= Your objective =
Output all lines exactly.

= Location identification entries =
((

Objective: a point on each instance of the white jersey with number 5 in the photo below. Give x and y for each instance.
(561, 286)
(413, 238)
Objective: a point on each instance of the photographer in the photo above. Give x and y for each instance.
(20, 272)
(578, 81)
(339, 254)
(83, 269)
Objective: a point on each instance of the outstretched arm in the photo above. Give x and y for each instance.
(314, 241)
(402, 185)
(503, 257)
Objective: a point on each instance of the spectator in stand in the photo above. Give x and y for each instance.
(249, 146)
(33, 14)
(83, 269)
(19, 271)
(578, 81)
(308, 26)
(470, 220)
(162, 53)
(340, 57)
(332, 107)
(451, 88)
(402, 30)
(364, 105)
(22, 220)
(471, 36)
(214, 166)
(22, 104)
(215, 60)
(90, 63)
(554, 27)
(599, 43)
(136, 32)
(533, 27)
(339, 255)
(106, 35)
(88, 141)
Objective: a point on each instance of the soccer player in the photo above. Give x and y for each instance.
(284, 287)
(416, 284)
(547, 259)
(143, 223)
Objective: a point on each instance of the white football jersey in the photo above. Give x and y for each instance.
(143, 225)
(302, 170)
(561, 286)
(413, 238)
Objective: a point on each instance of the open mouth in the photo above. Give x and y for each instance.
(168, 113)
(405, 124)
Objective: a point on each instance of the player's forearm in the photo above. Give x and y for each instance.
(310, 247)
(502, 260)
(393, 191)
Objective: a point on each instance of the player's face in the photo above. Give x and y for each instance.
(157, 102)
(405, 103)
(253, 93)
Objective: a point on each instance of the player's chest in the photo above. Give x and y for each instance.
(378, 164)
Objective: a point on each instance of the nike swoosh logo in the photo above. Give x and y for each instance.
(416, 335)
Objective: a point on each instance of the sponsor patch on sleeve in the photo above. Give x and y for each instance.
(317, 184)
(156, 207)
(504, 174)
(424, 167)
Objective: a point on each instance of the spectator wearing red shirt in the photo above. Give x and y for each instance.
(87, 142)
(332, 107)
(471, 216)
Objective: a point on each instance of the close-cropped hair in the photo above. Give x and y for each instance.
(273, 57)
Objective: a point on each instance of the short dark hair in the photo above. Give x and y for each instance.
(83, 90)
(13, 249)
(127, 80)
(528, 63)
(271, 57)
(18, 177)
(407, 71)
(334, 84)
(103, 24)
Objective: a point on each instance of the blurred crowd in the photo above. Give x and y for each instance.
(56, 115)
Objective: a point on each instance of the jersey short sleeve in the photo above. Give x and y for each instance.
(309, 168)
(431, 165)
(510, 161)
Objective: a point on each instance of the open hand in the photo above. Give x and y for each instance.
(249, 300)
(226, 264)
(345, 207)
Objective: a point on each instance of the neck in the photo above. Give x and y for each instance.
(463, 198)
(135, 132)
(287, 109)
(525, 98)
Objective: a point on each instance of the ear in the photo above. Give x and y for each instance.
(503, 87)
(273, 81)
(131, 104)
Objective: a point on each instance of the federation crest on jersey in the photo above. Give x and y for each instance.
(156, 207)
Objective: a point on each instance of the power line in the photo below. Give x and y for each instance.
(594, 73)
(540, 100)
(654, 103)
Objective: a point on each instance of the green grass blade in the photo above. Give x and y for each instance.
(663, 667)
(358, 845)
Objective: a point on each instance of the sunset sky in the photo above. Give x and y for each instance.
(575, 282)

))

= Task response =
Objective: a point on each instance of the white jersey with number 5 in the photo below. Give x and y for each instance.
(561, 286)
(413, 238)
Objective: a point on each instance of the photographer in the photo above. Give x and y for each instance.
(20, 272)
(578, 81)
(339, 254)
(83, 269)
Objective: a point on each instance of the outstretched arm in the photo above. Give x and y for each instance.
(314, 241)
(402, 185)
(503, 257)
Objective: a point on each instance of the spectator in stand in the photo above. Give x and y for each instance.
(249, 146)
(33, 14)
(83, 269)
(19, 271)
(578, 81)
(308, 26)
(470, 220)
(162, 53)
(340, 57)
(332, 107)
(451, 88)
(402, 30)
(364, 105)
(22, 220)
(471, 36)
(214, 166)
(22, 104)
(215, 60)
(90, 63)
(554, 27)
(599, 43)
(136, 32)
(533, 27)
(339, 255)
(106, 35)
(88, 141)
Objective: a point on each instance of the soccer player in the photo above. Give x and y for each instance.
(284, 287)
(416, 284)
(547, 259)
(143, 223)
Objective: a point on each instance of the white football jersey in the photo above. Give x and y for each instance.
(143, 225)
(302, 170)
(561, 286)
(413, 238)
Objective: a point on each instance of the open mouth in the photo above. Give x and y for each instance.
(168, 113)
(405, 124)
Objective: a point on each instance of the player's forearm in the photo above. Give x and y for each instance.
(310, 247)
(502, 260)
(393, 191)
Objective: a point on each instance of the player's face in the photo above. Give x and y for each instance.
(157, 102)
(405, 103)
(253, 93)
Objective: a point on each instance of the player's chest in the photo above. Give x and y for each instance.
(378, 164)
Objective: a point on each instance of the nike swoosh logo in the photo above. Give x and y for each instance.
(416, 335)
Objective: a point on each instance of the sponsor patch on sleeve in the photo above. Give x and y for each instance.
(317, 184)
(156, 207)
(504, 174)
(424, 167)
Objective: a point on each instance of the spectator wearing red shirt in the photo above. Give x and y for each instance.
(87, 142)
(332, 107)
(471, 216)
Objective: a point on each instance of the close-cropped hair in the photo above. Give x and y for each instance.
(273, 57)
Objective: a point on each instance of the short dark hair in the photo above. Give x and y for each instance.
(83, 90)
(13, 249)
(127, 80)
(528, 63)
(271, 57)
(18, 177)
(407, 71)
(334, 84)
(103, 24)
Objective: a point on each instance of the blurred crowd in the photo above. Give x and y for each instance.
(56, 115)
Objective: a point on each instance of the jersey short sleeve in the photo above. Give x and y for each instance.
(309, 168)
(431, 165)
(510, 161)
Objective: a point on each instance of the open hand in the photo above. Give x and y for each instance.
(249, 300)
(226, 264)
(345, 207)
Objective: a point on each instance of the neck in the photo above. Give x and y for each instance.
(463, 198)
(135, 132)
(287, 109)
(525, 98)
Objective: a point on each instance of the ear in the photo above. Give x and y for each instance.
(503, 87)
(273, 81)
(131, 104)
Objective: a point on each instance of the federation crest on jersey in the photo above. Give x and y for each instance.
(156, 207)
Objective: a point on each instance of the power line in the photo below. Give x and y for each instance.
(594, 73)
(540, 100)
(654, 103)
Objective: a point on each instance of the green grass blade in the photo above. Give x and y for each instance.
(663, 667)
(358, 845)
Objective: a point on each instance of the sunset sky in the photo above. Give x and y for each instance.
(575, 282)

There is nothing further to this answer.